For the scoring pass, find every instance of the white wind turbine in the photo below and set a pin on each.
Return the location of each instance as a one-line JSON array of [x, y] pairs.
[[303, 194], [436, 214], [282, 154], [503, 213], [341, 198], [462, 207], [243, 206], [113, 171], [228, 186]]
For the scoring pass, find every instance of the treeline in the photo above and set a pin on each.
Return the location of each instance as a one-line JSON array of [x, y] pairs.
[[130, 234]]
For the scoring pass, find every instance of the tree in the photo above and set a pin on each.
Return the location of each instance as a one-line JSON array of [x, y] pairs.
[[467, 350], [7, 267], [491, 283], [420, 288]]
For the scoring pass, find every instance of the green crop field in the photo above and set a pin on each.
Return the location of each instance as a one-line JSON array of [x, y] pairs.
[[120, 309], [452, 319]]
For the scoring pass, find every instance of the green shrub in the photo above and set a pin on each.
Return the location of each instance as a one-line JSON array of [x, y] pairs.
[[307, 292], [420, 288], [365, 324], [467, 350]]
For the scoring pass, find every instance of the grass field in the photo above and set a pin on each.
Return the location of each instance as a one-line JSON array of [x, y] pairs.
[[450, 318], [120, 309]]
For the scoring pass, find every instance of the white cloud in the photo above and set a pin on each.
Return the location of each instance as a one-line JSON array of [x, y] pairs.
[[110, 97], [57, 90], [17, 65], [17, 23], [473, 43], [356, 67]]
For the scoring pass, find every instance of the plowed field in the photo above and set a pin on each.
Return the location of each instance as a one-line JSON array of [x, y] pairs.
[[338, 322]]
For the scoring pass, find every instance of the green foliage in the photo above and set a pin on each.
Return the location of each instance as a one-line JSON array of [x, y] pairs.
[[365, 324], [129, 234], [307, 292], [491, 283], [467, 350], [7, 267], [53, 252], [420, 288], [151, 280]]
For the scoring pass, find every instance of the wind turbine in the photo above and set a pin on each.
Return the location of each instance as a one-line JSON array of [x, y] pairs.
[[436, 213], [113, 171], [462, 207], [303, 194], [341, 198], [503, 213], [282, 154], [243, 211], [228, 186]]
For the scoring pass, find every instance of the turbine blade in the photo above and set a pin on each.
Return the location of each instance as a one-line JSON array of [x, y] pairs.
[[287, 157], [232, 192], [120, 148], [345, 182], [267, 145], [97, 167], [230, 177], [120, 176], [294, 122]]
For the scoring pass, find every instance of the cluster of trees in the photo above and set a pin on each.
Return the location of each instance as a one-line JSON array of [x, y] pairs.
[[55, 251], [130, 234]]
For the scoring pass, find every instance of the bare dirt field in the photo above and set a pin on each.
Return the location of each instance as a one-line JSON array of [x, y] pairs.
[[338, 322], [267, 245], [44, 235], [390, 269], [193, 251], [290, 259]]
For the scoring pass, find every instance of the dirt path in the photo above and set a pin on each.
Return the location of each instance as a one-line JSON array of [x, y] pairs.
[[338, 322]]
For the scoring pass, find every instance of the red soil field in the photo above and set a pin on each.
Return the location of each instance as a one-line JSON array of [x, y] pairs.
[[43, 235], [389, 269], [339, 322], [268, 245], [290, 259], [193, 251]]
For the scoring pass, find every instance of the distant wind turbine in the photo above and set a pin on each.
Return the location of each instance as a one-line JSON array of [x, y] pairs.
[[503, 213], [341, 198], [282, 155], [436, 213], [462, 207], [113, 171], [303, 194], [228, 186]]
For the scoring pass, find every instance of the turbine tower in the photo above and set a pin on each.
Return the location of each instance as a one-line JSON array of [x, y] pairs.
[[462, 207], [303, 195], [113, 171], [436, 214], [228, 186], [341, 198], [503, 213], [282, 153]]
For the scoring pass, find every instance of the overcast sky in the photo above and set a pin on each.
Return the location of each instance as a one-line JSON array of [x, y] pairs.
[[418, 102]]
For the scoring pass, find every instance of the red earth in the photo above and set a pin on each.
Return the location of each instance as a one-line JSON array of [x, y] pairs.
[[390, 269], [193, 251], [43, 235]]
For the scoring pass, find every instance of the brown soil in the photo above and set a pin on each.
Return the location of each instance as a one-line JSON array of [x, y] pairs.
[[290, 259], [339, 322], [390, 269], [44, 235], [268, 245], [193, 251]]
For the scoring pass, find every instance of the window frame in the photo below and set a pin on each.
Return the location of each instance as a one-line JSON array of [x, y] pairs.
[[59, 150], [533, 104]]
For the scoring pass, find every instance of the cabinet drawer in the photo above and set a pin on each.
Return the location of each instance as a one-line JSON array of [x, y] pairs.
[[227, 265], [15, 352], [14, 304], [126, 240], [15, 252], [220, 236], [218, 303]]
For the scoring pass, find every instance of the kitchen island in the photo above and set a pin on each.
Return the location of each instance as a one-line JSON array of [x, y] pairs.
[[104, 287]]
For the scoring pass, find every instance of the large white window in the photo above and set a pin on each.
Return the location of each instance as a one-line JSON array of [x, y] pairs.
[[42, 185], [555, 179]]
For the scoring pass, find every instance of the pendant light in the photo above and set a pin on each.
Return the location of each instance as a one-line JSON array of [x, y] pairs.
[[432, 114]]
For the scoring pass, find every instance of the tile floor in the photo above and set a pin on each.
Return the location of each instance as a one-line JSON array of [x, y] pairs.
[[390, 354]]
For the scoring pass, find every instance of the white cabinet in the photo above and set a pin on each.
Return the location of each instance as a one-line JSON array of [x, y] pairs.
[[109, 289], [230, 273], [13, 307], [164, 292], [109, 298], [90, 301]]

* * * * * * *

* [Exercise prompt] Convert the records above into a JSON array of strings, with each line as its own string and any blank lines omitted.

* [Correct answer]
[
  "For the scoring pass, find every instance of the white wind turbine in the photo below and set a pin on each.",
  "Return the location of each instance as a one-line JSON array of [x, y] pairs.",
  "[[303, 194], [436, 214], [282, 154], [503, 213], [341, 198], [462, 207], [243, 206], [113, 171], [228, 186]]",
  "For the scoring pass, find every instance of the treeline in the photo above and set a pin on each.",
  "Return the location of each instance as a one-line JSON array of [x, y] pairs.",
  "[[130, 234]]",
  "For the scoring pass, find every instance of the tree in the photo above and set a pin on each.",
  "Return the location of each instance as a one-line JSON array of [x, y] pairs.",
  "[[467, 350], [7, 267], [491, 283], [420, 288]]",
  "For the scoring pass, find every instance of the green crop field in the photo above and set a pin on each.",
  "Return the location of each instance as a one-line JSON array of [x, y] pairs.",
  "[[120, 309], [452, 319]]",
  "For the scoring pass, find every instance of the green shrub in the photo above and set a pin on each.",
  "Return the location of each instance as a one-line JSON array of [x, y] pairs.",
  "[[307, 292], [420, 288], [365, 324], [467, 350]]",
  "For the scoring pass, find every instance of the grass field in the photo above and set a pin on each.",
  "Return the location of each instance as a one-line JSON array of [x, y] pairs.",
  "[[450, 318], [120, 309]]",
  "For the scoring pass, find every instance of the white cloud in the photo above and set a pin on each.",
  "Return the location of each instance as a one-line JSON array of [x, y] pairs.",
  "[[110, 97], [57, 90], [17, 65], [17, 23], [473, 43], [356, 67]]",
  "For the scoring pass, find every instance of the plowed field in the photo above and set a pin on each.",
  "Return the location of each instance as a one-line JSON array of [x, y] pairs.",
  "[[338, 322]]",
  "For the scoring pass, find every instance of the green foliage in the photo above and set a pin on each.",
  "Return the location of each instance as a one-line JSON array of [x, y] pairs.",
  "[[365, 324], [129, 234], [307, 292], [491, 283], [467, 350], [7, 267], [53, 252], [420, 288], [151, 280]]",
  "For the scoring pass, find every instance of the wind turbine in the photo above and set a pin on each.",
  "Return the location of each instance as a one-line JSON array of [x, y] pairs.",
  "[[436, 213], [113, 171], [462, 207], [303, 194], [341, 198], [503, 213], [282, 154], [243, 211], [228, 186]]",
  "For the scoring pass, find every instance of the turbine blade in the photo above and set a pin on each.",
  "Return the location of each instance as a one-line JSON array of [x, y] pairs.",
  "[[287, 157], [232, 192], [120, 148], [345, 182], [267, 145], [97, 167], [230, 177], [120, 176], [294, 122]]",
  "For the scoring pass, find every instance of the cluster of trees in the photo above and set a pin on each.",
  "Return the location of each instance as a one-line JSON array of [x, y] pairs.",
  "[[55, 251], [130, 234]]",
  "For the scoring pass, find every instance of the bare dirt field in the photo above and set a pin on each.",
  "Return the location of each instance as a one-line JSON array of [x, y] pairs.",
  "[[338, 322], [267, 245], [44, 235], [390, 269], [193, 251], [290, 259]]",
  "For the scoring pass, find every instance of the dirt path in the photo above and set a pin on each.",
  "Return the location of each instance as a one-line JSON array of [x, y] pairs.",
  "[[338, 322]]",
  "For the scoring pass, find every instance of the red soil field in the photo above and set a pin on each.",
  "Return the location of each instance as a one-line JSON array of [x, y] pairs.",
  "[[43, 235], [389, 269], [339, 322], [268, 245], [290, 259], [193, 251]]",
  "For the scoring pass, find every instance of the distant wind turbine in the photo above and set a pin on each.",
  "Return the location of each instance as a one-line JSON array of [x, y] pairs.",
  "[[503, 213], [341, 198], [282, 155], [436, 213], [462, 207], [113, 171], [303, 194], [228, 186]]",
  "For the scoring pass, find every instance of the turbine tower in the photo above and set a pin on each.",
  "Return the location of each instance as a one-line JSON array of [x, y] pairs.",
  "[[462, 207], [303, 195], [113, 171], [436, 214], [228, 186], [341, 198], [503, 213], [282, 153]]",
  "For the scoring pass, find every instance of the overcast sky in the photo above and set a pin on each.",
  "Return the location of each instance as a one-line JSON array of [x, y] pairs.",
  "[[418, 102]]",
  "For the scoring pass, find every instance of the red earth in the photo above and set a pin on each.",
  "Return the location of each instance as a one-line JSON array of [x, y] pairs.",
  "[[390, 269], [193, 251], [43, 235]]",
  "For the scoring pass, find every instance of the brown soil in the photo above and set a pin on each.",
  "Return the location of each instance as a one-line JSON array of [x, y] pairs.",
  "[[290, 259], [339, 322], [390, 269], [44, 235], [268, 245], [193, 251]]",
  "For the scoring pass, find every instance of the window frame in the photo below and set a pin on each.",
  "Return the location of each instance as a one-line JSON array of [x, y] pairs.",
  "[[59, 150], [533, 104]]",
  "For the scoring pass, find every instance of the cabinet drawer in the photo above and set a pin on each.",
  "Return the location of each instance as a one-line JSON array of [x, y] pairs.",
  "[[227, 265], [15, 352], [14, 304], [126, 240], [15, 252], [220, 236], [218, 303]]",
  "For the scoring pass, find every instance of the kitchen island in the photo above and set a pin on each.",
  "Return the location of each instance as a one-line JSON array of [x, y] pairs.",
  "[[104, 287]]",
  "For the scoring pass, find every instance of the large white window in the photo above and set a pin on each.",
  "Return the location of each instance as a one-line JSON array of [x, y] pairs.",
  "[[42, 185], [555, 179]]",
  "For the scoring pass, find every instance of the pendant light in the photo above and set a pin on each.",
  "Return the location of each instance as a one-line JSON array of [x, y] pairs.",
  "[[432, 114]]",
  "For the scoring pass, find every instance of the tile floor in the photo above and set a pin on each.",
  "Return the location of each instance as a one-line JSON array of [x, y] pairs.",
  "[[390, 354]]",
  "For the scoring pass, find every instance of the white cabinet in the photo above and set a pin on each.",
  "Return the location of each instance as a one-line JSON array of [x, y] pairs.",
  "[[109, 289], [230, 273], [13, 307], [164, 292], [109, 298], [90, 301]]"
]